**What the exercise asks**
Turn every one of the rows below into a Markdown table with the columns "No." and "Line." Give each line its own number, and leave out any blank lines.

Stored entries:
%%

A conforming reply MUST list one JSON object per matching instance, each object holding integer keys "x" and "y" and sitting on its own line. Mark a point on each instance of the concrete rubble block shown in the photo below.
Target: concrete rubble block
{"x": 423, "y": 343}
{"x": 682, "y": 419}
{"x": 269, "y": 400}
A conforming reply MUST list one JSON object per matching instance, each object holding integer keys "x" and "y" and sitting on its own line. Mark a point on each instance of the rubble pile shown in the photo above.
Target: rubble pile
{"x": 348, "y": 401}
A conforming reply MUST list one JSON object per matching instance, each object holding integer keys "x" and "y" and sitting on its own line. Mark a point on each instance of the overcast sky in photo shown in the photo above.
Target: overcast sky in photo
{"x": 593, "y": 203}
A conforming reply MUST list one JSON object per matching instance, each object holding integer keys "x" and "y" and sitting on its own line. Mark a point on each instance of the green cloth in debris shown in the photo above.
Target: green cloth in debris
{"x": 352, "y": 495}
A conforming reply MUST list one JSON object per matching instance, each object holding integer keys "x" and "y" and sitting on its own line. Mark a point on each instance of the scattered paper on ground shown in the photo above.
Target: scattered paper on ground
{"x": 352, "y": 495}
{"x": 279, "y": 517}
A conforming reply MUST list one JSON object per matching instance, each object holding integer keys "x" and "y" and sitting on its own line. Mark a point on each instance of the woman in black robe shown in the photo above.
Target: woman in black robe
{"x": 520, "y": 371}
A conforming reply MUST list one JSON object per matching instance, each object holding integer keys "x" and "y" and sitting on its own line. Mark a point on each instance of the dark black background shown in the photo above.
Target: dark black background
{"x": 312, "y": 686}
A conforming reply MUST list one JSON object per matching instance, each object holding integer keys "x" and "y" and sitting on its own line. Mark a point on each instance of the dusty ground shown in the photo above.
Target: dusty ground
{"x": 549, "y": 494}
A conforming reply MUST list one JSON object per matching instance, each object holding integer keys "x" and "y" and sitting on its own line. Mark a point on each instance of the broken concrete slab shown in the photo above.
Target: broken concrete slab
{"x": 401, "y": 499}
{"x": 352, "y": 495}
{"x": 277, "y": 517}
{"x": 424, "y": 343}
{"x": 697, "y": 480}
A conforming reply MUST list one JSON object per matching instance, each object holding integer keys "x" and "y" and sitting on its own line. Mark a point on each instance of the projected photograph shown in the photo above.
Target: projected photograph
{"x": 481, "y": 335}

%%

**Output for this task**
| No. | Line |
|---|---|
| 1 | A conforming reply MUST list one JSON object per matching instance, each object holding integer keys "x" and "y" and sitting on its own line. Mark a point on each instance of the concrete rubble block shown in the photo below. |
| 2 | Target: concrete rubble block |
| 3 | {"x": 423, "y": 343} |
| 4 | {"x": 682, "y": 419} |
| 5 | {"x": 269, "y": 400} |
| 6 | A conforming reply MUST list one JSON object per matching instance, each object holding integer keys "x" and "y" and sitting on its own line. Mark a point on each instance of the rubble pile shown in the photo above. |
| 7 | Target: rubble pile |
| 8 | {"x": 348, "y": 401} |
| 9 | A conforming reply MUST list one JSON object per matching instance, each object holding integer keys "x" and "y" and sitting on its own line. Mark a point on each instance of the overcast sky in photo shown in the photo above. |
| 10 | Target: overcast sky in photo |
| 11 | {"x": 593, "y": 203} |
| 12 | A conforming reply MUST list one JSON object per matching instance, each object holding integer keys "x" and "y" and sitting on its own line. Mark a point on each instance of the green cloth in debris shown in the photo above. |
| 13 | Target: green cloth in debris |
| 14 | {"x": 352, "y": 495} |
| 15 | A conforming reply MUST list one JSON object per matching instance, each object holding integer keys "x" and "y" and sitting on its own line. Mark a point on each instance of the scattered paper on ground shown in the photo above. |
| 16 | Target: scattered paper on ground |
| 17 | {"x": 352, "y": 495} |
| 18 | {"x": 279, "y": 517} |
| 19 | A conforming reply MUST list one JSON object per matching instance, each object holding integer keys "x" and "y" and sitting on its own line. Mark a point on each instance of the woman in black robe shown in the photo above. |
| 20 | Target: woman in black robe |
| 21 | {"x": 520, "y": 371} |
| 22 | A conforming reply MUST list one JSON object per matching instance, each object holding integer keys "x" and "y" and sitting on its own line. Mark a point on each instance of the dark black background shown in the photo above. |
| 23 | Target: dark black background |
| 24 | {"x": 312, "y": 686} |
| 25 | A conforming reply MUST list one JSON object per matching instance, each object holding integer keys "x" and "y" and sitting on its own line. Mark a point on each instance of the dusty ground shown in the photo above. |
| 26 | Target: dusty ground |
| 27 | {"x": 549, "y": 494} |
| 28 | A conforming reply MUST list one JSON object per matching instance, each object holding integer keys "x" and "y" and sitting on its own line. Mark a point on each instance of the broken concrete slab shown in the photo above. |
| 29 | Target: broken concrete slab |
| 30 | {"x": 401, "y": 499} |
| 31 | {"x": 352, "y": 495} |
| 32 | {"x": 277, "y": 517} |
| 33 | {"x": 424, "y": 343} |
| 34 | {"x": 697, "y": 480} |
| 35 | A conforming reply MUST list one JSON object per matching instance, each object holding integer keys "x" and "y" and sitting on its own line. Mark a point on each instance of the projected photograph shown in the photo above. |
| 36 | Target: projected photograph |
| 37 | {"x": 481, "y": 335} |